▸ Excerpted passage:
◆ ◆ ◆ ◆
The facts of LGS are simple. Concordia Homes hired LGS Architects to provide architectural plans for a master-planned community outside of Las Vegas. The parties’ license agreement (based on the standard form AIA agreement for residential projects) provided that the architectural documents were licensed to the builder solely for use on that project and no other, and that any other use of those design documents was prohibited unless the builder first obtained express written authorization from the architect. The license agreement also had an agreed-upon reuse fee for such future use, but again reiterated that any reuse was subject to the architect’s written authorization.

The builder here made at least two mistakes. First, the builder did itself no favors by failing to pay promptly and in full the required reuse fee when it decided to reuse the plans in Phase 2 of its development. The second mistake it made was deciding to proceed with the development even in the face of the architect’s express disapproval of any further use of its drawings on that phase.

Although the builder had already completed that second phase of development by the time this case made its way up to the Ninth Circuit, the Ninth Circuit still found that the architect was likely to succeed on the merits of its copyright-infringement claim and that the builder should be enjoined from any further use whatsoever of the architect’s plans. As observed by the court, “[w]hen a licensee exceeds the scope of the license granted by the copyright holder, the licensee is liable for infringement.” The Ninth Circuit also suggested, without actually deciding, that the license agreement probably gave the architect, as the author of the plans, the absolute (i.e., moral) right to refuse to allow reuse even if the builder had properly offered to pay the reuse fee, and even if withholding such agreement appeared unreasonable. While such "moral rights" are a key part of copyright's protection in much of the rest of the world, assertion and enforcement of such rights is relatively uncommon in the United States.

The court remanded for further proceedings, which will probably involve a damages trial. And on remand, those damages are likely to be substantial. The Copyright Code provides that a copyright holder may recover (1) its actual damages, (2) any profits of the infringer attributable to the infringement, or (3) statutory damages of between $750 and $30,000 per work infringed. 11 U.S.C. § 504. The court may also elect to award punitive damages of up to $150,000 and/or attorney fees if the court decides that the infringement was willful. 11 U.S.C. §§ 504, 505.
◆ ◆ ◆ ◆
▸ Provided records:
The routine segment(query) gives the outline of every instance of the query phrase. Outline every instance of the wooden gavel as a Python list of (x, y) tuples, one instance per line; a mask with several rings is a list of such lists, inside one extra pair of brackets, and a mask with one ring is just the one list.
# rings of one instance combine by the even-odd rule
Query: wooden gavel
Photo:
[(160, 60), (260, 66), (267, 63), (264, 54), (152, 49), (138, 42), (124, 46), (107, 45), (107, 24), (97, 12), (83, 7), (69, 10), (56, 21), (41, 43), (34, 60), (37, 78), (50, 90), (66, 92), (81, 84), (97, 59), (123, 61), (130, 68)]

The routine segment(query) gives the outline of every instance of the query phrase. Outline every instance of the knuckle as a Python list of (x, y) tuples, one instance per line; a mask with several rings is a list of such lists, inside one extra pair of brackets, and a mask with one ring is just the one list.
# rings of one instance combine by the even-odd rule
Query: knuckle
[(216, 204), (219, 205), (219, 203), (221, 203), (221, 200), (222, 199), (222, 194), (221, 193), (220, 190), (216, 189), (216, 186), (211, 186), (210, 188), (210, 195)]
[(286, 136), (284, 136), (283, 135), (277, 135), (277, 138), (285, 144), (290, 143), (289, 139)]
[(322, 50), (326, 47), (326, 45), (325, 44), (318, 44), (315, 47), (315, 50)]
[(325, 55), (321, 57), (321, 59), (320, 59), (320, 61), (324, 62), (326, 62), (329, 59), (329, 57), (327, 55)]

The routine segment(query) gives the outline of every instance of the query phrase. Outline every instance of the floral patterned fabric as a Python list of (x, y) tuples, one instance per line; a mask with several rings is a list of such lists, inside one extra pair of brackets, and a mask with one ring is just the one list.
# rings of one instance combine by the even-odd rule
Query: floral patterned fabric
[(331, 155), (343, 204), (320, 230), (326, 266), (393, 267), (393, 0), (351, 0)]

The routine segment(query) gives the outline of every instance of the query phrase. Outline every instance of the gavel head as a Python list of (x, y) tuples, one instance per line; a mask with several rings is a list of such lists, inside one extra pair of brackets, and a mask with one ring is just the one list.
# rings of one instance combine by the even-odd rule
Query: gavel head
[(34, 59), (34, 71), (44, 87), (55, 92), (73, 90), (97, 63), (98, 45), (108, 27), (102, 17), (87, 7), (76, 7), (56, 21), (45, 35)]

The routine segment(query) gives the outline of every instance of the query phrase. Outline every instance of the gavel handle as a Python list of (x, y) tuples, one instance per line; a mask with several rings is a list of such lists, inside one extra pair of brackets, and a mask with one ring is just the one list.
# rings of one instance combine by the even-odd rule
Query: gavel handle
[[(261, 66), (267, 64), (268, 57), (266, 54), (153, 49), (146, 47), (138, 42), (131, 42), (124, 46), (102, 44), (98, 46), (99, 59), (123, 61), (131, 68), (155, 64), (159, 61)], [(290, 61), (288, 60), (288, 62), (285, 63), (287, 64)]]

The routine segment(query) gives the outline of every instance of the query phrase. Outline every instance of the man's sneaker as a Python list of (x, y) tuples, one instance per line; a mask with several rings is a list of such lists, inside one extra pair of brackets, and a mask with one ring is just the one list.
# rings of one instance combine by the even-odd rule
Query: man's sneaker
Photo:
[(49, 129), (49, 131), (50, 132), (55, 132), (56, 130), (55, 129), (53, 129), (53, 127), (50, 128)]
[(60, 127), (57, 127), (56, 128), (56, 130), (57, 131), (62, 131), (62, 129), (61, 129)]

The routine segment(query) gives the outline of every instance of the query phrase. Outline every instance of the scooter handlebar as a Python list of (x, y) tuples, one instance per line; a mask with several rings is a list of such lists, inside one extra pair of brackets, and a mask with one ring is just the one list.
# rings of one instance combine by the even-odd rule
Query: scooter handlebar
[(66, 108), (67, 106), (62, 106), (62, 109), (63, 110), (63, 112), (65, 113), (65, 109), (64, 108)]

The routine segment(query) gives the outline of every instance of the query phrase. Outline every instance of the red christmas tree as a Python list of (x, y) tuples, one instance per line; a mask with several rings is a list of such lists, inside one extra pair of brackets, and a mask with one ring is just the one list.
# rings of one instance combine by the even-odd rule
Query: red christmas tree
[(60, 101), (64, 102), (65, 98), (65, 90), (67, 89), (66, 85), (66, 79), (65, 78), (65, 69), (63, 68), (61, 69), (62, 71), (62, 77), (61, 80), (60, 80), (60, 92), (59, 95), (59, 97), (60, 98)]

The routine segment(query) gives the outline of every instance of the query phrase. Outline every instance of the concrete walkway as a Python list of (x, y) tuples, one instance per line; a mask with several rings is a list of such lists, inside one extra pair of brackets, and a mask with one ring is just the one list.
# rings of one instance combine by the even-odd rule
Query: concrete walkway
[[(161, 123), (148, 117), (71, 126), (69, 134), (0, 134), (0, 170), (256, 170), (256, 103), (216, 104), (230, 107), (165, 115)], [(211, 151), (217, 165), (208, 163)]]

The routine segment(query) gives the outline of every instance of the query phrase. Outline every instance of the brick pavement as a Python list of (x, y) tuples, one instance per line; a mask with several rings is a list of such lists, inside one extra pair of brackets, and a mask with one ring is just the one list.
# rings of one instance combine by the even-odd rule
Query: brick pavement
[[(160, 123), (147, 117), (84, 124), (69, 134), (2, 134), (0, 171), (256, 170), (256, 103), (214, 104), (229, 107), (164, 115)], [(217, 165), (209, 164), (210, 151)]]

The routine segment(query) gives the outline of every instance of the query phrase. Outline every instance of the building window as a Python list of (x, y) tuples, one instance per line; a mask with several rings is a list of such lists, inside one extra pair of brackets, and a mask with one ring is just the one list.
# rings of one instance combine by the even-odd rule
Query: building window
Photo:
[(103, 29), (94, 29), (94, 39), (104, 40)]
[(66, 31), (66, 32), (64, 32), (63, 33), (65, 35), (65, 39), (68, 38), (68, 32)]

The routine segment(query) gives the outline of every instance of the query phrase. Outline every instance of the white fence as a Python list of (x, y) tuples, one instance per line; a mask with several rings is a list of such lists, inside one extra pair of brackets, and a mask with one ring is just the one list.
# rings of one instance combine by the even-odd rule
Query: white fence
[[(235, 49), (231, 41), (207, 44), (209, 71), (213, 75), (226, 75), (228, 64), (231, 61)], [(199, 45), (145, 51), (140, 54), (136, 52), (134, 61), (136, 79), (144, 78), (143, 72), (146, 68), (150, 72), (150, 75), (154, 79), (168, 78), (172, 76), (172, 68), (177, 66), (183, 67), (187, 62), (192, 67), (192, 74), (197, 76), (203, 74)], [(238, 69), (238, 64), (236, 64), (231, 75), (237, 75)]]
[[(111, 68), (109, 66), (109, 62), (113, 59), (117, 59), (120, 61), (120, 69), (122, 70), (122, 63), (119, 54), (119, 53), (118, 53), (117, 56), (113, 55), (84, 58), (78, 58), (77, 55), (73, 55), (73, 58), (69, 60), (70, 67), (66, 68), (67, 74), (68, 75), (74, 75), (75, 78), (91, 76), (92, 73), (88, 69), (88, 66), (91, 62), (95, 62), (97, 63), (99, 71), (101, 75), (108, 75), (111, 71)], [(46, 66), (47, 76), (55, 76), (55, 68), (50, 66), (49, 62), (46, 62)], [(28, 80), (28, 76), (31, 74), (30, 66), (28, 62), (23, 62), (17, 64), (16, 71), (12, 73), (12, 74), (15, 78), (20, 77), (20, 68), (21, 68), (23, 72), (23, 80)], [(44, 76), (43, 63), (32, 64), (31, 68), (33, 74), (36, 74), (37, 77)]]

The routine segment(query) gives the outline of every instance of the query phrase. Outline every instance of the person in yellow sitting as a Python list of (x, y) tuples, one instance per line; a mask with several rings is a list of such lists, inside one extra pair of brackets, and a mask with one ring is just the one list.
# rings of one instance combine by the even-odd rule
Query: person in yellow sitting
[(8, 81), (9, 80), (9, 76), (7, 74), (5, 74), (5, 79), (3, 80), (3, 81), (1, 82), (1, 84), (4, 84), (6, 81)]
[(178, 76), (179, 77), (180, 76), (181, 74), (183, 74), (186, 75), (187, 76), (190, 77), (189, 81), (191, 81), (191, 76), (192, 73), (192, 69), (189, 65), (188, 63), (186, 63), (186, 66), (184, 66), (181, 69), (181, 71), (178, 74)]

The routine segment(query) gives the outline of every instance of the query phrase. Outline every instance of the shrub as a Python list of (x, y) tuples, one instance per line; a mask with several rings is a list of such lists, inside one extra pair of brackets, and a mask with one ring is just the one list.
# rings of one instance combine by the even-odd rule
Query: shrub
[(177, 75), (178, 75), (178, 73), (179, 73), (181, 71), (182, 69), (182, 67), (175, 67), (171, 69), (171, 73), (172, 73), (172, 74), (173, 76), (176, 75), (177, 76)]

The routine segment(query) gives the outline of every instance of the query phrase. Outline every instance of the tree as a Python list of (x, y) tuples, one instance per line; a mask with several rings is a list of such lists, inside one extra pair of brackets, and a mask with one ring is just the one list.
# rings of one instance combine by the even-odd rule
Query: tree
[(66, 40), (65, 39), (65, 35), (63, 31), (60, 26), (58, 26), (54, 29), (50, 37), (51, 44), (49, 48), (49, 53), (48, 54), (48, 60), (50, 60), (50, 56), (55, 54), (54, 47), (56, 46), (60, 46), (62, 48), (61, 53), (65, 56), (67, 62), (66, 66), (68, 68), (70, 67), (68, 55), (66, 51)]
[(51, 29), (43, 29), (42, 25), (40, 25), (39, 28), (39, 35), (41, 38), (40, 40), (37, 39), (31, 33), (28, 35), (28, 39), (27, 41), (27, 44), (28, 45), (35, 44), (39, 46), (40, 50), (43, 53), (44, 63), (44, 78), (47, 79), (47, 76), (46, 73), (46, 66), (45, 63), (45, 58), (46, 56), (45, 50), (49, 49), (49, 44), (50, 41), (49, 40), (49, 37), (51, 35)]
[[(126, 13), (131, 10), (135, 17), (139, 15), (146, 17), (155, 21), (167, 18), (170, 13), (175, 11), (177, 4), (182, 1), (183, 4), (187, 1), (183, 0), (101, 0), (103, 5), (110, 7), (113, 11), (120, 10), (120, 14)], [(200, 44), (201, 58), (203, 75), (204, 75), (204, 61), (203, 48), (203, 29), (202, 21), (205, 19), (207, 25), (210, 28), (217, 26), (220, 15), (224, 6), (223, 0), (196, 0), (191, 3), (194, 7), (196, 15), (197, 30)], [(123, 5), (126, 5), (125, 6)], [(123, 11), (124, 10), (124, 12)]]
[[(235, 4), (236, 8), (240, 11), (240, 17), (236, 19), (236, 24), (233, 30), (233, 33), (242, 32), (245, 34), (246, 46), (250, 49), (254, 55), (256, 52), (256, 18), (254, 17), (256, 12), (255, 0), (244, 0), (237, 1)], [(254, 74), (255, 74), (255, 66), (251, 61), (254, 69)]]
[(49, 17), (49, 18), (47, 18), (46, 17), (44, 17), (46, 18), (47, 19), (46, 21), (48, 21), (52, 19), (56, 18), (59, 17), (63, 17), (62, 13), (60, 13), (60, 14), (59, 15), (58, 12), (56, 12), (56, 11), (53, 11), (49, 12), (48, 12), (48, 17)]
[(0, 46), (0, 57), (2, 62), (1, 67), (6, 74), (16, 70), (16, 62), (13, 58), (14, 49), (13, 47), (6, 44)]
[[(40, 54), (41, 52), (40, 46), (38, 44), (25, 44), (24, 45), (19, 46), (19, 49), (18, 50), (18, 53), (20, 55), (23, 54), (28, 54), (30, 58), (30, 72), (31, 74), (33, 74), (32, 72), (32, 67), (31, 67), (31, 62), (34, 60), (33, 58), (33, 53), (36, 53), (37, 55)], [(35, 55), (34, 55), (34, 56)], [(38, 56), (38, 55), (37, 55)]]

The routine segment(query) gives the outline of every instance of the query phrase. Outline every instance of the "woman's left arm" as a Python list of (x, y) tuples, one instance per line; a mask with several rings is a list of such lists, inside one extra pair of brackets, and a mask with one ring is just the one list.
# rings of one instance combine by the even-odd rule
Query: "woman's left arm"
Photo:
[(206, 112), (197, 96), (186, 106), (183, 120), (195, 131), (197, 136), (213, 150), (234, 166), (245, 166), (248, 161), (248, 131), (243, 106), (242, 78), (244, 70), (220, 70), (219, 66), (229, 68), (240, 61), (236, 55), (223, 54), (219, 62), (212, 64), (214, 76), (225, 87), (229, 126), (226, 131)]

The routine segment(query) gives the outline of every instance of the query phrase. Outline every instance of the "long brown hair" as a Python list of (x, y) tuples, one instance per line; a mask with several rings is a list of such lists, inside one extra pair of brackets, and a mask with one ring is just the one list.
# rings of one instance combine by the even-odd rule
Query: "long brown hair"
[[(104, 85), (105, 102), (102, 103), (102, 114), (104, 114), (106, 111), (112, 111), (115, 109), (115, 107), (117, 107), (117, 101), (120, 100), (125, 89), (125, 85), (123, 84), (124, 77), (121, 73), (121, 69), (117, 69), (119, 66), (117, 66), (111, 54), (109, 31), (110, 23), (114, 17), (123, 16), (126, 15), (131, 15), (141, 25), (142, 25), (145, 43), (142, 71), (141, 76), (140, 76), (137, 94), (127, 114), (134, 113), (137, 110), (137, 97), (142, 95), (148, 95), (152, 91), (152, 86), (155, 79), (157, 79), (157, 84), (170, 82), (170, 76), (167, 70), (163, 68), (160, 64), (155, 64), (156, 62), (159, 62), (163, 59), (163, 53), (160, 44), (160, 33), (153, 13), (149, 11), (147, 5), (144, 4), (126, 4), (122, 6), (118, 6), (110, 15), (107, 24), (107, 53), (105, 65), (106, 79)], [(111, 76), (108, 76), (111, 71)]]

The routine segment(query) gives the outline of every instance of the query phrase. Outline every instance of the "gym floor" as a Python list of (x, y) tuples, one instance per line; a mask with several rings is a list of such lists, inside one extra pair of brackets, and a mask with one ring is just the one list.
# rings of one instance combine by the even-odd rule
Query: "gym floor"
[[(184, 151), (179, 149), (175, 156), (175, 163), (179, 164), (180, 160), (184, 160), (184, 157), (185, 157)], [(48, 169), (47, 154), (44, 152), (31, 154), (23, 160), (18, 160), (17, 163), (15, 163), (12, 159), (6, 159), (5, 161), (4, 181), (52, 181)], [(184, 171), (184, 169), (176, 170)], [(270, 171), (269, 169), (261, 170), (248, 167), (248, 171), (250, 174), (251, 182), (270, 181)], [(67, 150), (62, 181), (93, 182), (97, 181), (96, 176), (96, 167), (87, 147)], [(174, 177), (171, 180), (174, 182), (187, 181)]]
◆ ◆ ◆ ◆
▸ What you have to do:
Copy the passage on the LGS case from "The court remanded" to "U.S.C. §§ 504, 505.", switching "substantial" to "significant".

▸ Written solution:
The court remanded for further proceedings, which will probably involve a damages trial. And on remand, those damages are likely to be significant. The Copyright Code provides that a copyright holder may recover (1) its actual damages, (2) any profits of the infringer attributable to the infringement, or (3) statutory damages of between $750 and $30,000 per work infringed. 11 U.S.C. § 504. The court may also elect to award punitive damages of up to $150,000 and/or attorney fees if the court decides that the infringement was willful. 11 U.S.C. §§ 504, 505.